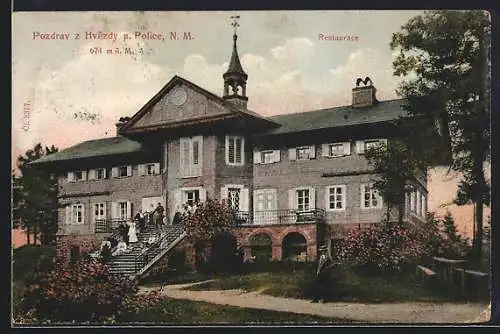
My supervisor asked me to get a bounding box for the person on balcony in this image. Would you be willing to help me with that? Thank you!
[127,222,138,243]
[134,210,146,233]
[155,203,165,228]
[112,241,128,256]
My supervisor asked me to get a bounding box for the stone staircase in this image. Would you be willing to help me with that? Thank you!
[107,225,184,276]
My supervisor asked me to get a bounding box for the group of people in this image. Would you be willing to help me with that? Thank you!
[172,200,198,225]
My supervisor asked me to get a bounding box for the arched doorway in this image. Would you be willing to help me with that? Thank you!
[248,233,273,262]
[281,232,307,261]
[210,232,238,271]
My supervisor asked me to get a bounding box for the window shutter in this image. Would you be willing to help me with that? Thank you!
[240,188,250,212]
[288,189,297,210]
[66,205,71,224]
[273,150,281,162]
[356,140,365,154]
[253,151,261,164]
[225,136,230,165]
[309,187,316,210]
[309,145,316,159]
[80,204,85,224]
[111,202,118,219]
[343,142,351,155]
[200,188,207,203]
[321,144,330,157]
[359,184,366,209]
[137,164,146,176]
[220,186,227,201]
[127,201,132,219]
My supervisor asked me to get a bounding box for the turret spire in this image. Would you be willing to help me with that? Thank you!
[222,16,248,107]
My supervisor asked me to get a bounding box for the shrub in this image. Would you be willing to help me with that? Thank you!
[22,263,137,322]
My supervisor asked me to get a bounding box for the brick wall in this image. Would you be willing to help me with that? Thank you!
[56,234,105,263]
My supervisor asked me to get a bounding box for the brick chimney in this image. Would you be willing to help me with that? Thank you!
[115,117,130,136]
[352,77,377,107]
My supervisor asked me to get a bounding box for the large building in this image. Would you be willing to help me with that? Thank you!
[36,28,427,269]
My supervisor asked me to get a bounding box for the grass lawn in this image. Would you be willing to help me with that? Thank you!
[187,270,489,303]
[122,299,352,325]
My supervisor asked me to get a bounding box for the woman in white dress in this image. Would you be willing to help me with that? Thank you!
[127,222,137,243]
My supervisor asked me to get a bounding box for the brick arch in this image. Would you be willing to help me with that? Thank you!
[278,226,315,245]
[244,227,280,245]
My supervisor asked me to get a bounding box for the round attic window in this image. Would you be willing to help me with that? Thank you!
[168,87,187,106]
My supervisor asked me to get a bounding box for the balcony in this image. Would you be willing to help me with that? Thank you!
[235,209,325,226]
[94,218,130,233]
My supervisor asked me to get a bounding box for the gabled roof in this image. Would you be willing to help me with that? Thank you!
[120,75,277,134]
[262,99,408,136]
[32,136,143,164]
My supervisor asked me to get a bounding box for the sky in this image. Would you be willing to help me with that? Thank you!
[12,11,492,237]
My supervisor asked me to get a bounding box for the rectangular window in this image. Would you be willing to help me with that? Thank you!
[226,136,245,166]
[75,170,86,181]
[296,189,310,211]
[180,136,203,177]
[326,185,346,211]
[94,203,106,220]
[361,184,382,209]
[227,188,241,210]
[118,202,130,219]
[71,204,83,224]
[297,146,311,160]
[118,166,128,177]
[184,189,200,206]
[328,144,344,157]
[95,168,106,180]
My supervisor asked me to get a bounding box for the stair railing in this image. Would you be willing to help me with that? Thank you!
[135,226,185,272]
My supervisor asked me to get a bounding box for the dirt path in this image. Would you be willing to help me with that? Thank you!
[139,282,489,324]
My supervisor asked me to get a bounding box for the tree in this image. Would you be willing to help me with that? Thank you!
[12,143,58,245]
[365,139,427,223]
[390,11,490,260]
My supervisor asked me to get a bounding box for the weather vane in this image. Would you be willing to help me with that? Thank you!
[231,15,240,35]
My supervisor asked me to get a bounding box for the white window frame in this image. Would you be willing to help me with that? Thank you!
[225,135,245,166]
[295,187,312,212]
[92,202,106,220]
[325,184,347,211]
[73,170,87,182]
[179,136,203,178]
[321,142,351,158]
[66,203,85,225]
[360,183,382,210]
[179,187,206,205]
[94,168,107,180]
[356,138,387,154]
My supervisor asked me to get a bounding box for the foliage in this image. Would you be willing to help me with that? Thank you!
[22,263,137,322]
[12,245,56,283]
[365,139,428,223]
[391,11,491,259]
[12,143,58,245]
[333,223,433,272]
[185,198,234,242]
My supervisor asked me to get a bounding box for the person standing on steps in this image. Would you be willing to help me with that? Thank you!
[312,245,333,303]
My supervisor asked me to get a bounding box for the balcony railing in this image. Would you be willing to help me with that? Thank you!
[235,209,325,225]
[94,218,130,233]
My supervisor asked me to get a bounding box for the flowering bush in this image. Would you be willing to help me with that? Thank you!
[21,263,137,322]
[333,223,430,271]
[185,198,235,242]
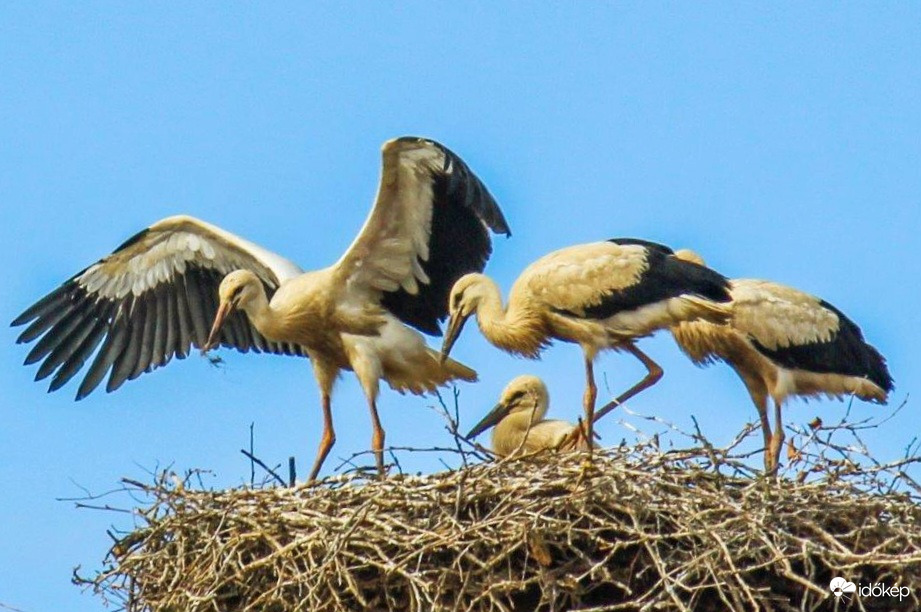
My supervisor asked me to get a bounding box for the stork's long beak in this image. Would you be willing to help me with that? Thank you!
[441,314,470,363]
[201,301,233,353]
[467,404,508,438]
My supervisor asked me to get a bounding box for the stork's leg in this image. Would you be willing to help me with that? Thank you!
[582,352,598,461]
[595,344,663,421]
[307,392,336,482]
[765,398,786,474]
[749,387,773,474]
[368,398,386,478]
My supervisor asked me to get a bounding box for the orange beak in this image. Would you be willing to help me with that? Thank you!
[201,302,233,353]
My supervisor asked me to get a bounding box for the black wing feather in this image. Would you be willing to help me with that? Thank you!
[751,300,895,393]
[585,245,732,319]
[381,137,512,336]
[13,256,306,400]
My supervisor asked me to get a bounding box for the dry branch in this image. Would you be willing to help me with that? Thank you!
[76,414,921,612]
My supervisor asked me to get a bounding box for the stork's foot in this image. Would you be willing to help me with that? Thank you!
[764,434,784,476]
[374,453,387,480]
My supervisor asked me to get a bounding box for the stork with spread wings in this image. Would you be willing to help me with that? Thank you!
[13,137,511,480]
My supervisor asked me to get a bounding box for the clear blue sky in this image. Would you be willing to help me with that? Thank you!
[0,2,921,612]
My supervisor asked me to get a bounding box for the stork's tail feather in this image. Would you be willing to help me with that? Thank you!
[680,295,732,324]
[385,349,477,395]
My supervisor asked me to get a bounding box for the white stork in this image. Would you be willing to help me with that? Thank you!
[467,374,582,457]
[442,238,730,456]
[671,249,893,473]
[13,137,510,480]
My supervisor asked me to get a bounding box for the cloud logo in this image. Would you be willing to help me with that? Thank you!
[828,576,857,598]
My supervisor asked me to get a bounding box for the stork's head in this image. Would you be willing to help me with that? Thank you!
[202,270,265,351]
[675,249,707,266]
[467,374,550,438]
[441,273,489,361]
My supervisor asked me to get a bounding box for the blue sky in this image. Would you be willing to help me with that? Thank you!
[0,2,921,612]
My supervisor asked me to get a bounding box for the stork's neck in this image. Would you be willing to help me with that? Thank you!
[240,285,280,340]
[476,279,545,358]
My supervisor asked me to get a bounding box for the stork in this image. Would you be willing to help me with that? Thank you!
[467,374,581,457]
[13,137,510,481]
[671,249,893,473]
[441,238,730,453]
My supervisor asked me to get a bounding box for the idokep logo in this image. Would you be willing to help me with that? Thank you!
********************
REQUIRED WORK => Write out the listing above line for line without changing anything, and leave out the pictures.

RIGHT ANSWER =>
My supervisor asked me to get a bounding box for the person on balcony in this image. Would you be willing to help me with that? Thank you!
[127,222,138,243]
[134,210,146,233]
[155,203,165,228]
[112,241,128,256]
My supervisor asked me to get a bounding box for the stone staircase in this image. Would you be willing to help me with that? Thank you!
[107,225,184,276]
My supervisor asked me to get a bounding box for the group of people in this image. Would you be willing to help me with that? Thank you!
[172,200,198,225]
My supervisor asked me to get a bounding box for the arched doorway in this image. Would you be willing to help me with that? Thank you!
[248,233,273,262]
[281,232,307,261]
[210,232,238,271]
My supervisor asked me to get a bounding box for the window shutter in this image. Would you be willing to help me with that? Thank you!
[240,188,250,212]
[288,189,297,210]
[66,205,71,224]
[273,150,281,162]
[356,140,365,154]
[253,151,261,164]
[225,136,230,165]
[309,187,316,210]
[309,145,316,159]
[80,204,85,224]
[111,202,118,219]
[343,142,351,155]
[200,188,207,203]
[321,144,330,157]
[359,184,366,209]
[137,164,146,176]
[220,186,227,201]
[127,201,132,219]
My supervisor asked me to get a bounding box for the turret spire in this image. Would you be willing to help me with that? Thank you!
[222,16,248,107]
My supervisor asked me to get a bounding box for the shrub in this image. Would you be willing to help me with that? Thank you!
[22,263,137,322]
My supervisor asked me to get a bounding box for the brick wall in this image. Would you be willing to help me with that? Thank you!
[56,234,105,263]
My supervisor asked me to get a bounding box for the brick chimney in this image. Would you be willing to help me with that? Thank you!
[115,117,130,136]
[352,77,377,107]
My supervisor asked me to get a bounding box for the large building in this image. Would you be willing to help me with that? Thank you!
[36,28,427,269]
My supervisor asked me to get a bounding box for the grass lawn in this image. Would you be willing to help me with that? Thank you!
[187,270,489,303]
[122,299,352,325]
My supervisor asked me to get a bounding box for the woman in white dress in this image. Would you be willing to help me with that? Thank you!
[127,222,137,243]
My supervisor asked me to get a bounding box for the brick arch in this image. Would you be willing to help me with that? Thank you!
[278,226,315,245]
[244,227,280,245]
My supervisor asked me to get a bounding box for the round attic window in this image. Would you be willing to help me with that? Thank you!
[168,87,187,106]
My supervisor asked me to get a bounding box for the balcony in this image. Would you be willing to help me with that? Thank you!
[235,209,325,226]
[94,218,130,233]
My supervisor asked me to get a bounding box for the gabled roof in this image. Would you be willing to help me with that? Thank you!
[120,75,277,134]
[262,99,408,136]
[32,136,143,164]
My supervisor asked me to get a bounding box for the sky in this image. Would you be willing to help me with that? Thank you!
[12,11,492,237]
My supervisor asked me to get a bounding box for the rectangular window in this image. Would you be willing to help me with that? Thank you!
[226,136,245,166]
[75,170,86,181]
[296,189,310,211]
[180,136,203,177]
[326,185,346,211]
[94,203,106,220]
[361,184,382,209]
[227,188,241,210]
[118,202,130,219]
[71,204,83,224]
[297,146,311,160]
[118,166,128,177]
[184,189,200,206]
[328,144,344,157]
[95,168,106,180]
My supervisor asked me to get a bounding box for the stair railing in this image. Would you be willing to help me with that? Thank you!
[135,226,185,272]
My supervisor asked me to get a bounding box for the dirt path in this image. Would you be willing to help me with that? Thank you!
[139,282,489,324]
My supervisor asked me to get a bounding box for the tree in this image. Would you be willing to help me with that? Thank you!
[12,143,58,245]
[365,139,427,223]
[390,11,490,260]
My supervisor asked me to get a bounding box for the weather vane in this image. Would you be willing to help me with that? Thank you!
[231,15,240,35]
My supervisor asked me to get a bounding box for the white window frame in this image. Would you be willing to help me with that? Thank you!
[225,135,245,166]
[295,187,312,212]
[92,202,106,220]
[325,184,347,211]
[73,170,87,182]
[179,136,203,178]
[321,142,351,158]
[66,203,85,225]
[360,183,382,210]
[179,187,206,205]
[94,168,107,180]
[356,138,387,154]
My supervisor asked me to get a bounding box for the foliage in this image. Would you be willing to help me with that? Thank you!
[22,263,137,322]
[12,245,56,283]
[365,139,428,223]
[391,11,491,259]
[12,143,58,245]
[333,223,433,272]
[185,198,234,242]
My supervisor asked me to get a bounding box for the person standing on steps in this image. Would you be willing to help me with that? Thank you!
[312,245,333,303]
My supervisor asked me to get a bounding box for the balcony railing in this image. Would you be willing to help me with that? Thank you!
[235,209,325,225]
[94,218,130,233]
My supervisor asked me to get a bounding box for the flowering bush in this image. Would you be willing to help me with that? Thank you!
[21,263,137,322]
[333,223,430,271]
[185,198,235,242]
My supervisor asked me to get a bounding box for the stork's long beak in this image. Would you be willing to help me with that? Thank you!
[441,314,470,363]
[201,301,233,353]
[467,404,508,438]
My supervisor asked me to get a bounding box for the stork's leg in this image. Would you be willing to help me with that? Thank you!
[582,352,598,461]
[595,344,663,421]
[307,392,336,482]
[765,398,786,474]
[749,387,773,474]
[368,398,386,478]
My supervisor asked me to get a bounding box for the orange beak in this image. Would you be willing to help me with that? Thank you!
[201,302,233,353]
My supervisor asked me to get a bounding box for the black wing feather in this image. Would you be willing to help me with that? Thank you!
[751,300,895,393]
[585,245,732,319]
[381,137,512,336]
[13,256,306,400]
My supervisor asked me to get a bounding box for the dry branch in this image. Would you be willing to help me with that? Thank you!
[76,414,921,612]
My supervisor asked me to get a bounding box for the stork's foot in this image. Would you be willing to help me with that? Thank you!
[764,434,784,476]
[374,453,387,480]
My supervisor asked me to get a bounding box for the stork with spread wings in this image. Would you be willing to help me with that? Thank you!
[13,137,511,480]
My supervisor asked me to get a bounding box for the clear blue sky in this image. Would you be willing to help me with that? Thank you!
[0,2,921,612]
My supervisor asked me to get a bounding box for the stork's tail feather in this image. Would you be willing to help me with that? Thank you!
[680,295,732,324]
[385,349,477,395]
My supervisor asked me to get a bounding box for the white stork in this image. Would you be willing to help me with that? Thank you!
[467,374,582,457]
[442,238,730,456]
[671,249,893,473]
[13,137,510,480]
My supervisor asked me to get a bounding box for the cloud logo in this image. Would you be willing to help me with that? Thank you!
[828,576,857,598]
My supervisor asked me to get a bounding box for the stork's head in this image. Would you be willing to help me with that? Thank you!
[202,270,265,351]
[675,249,707,266]
[467,374,550,438]
[441,273,489,361]
My supervisor asked me to get a bounding box for the blue sky in this image. Would you be willing to help me with that? Thank you!
[0,2,921,612]
My supervisor asked me to get a bounding box for the stork's neck in this image. Would you be willing to help me with that? Thank you!
[240,285,280,340]
[476,279,545,358]
My supervisor asked me to get a bounding box for the stork in this image. Would you be willing to help me with that? Thank you!
[467,374,581,457]
[13,137,510,481]
[671,249,893,473]
[441,238,730,453]
My supervisor asked me to get a bounding box for the idokep logo in this image. Would you be willing to help me with that? Thank you!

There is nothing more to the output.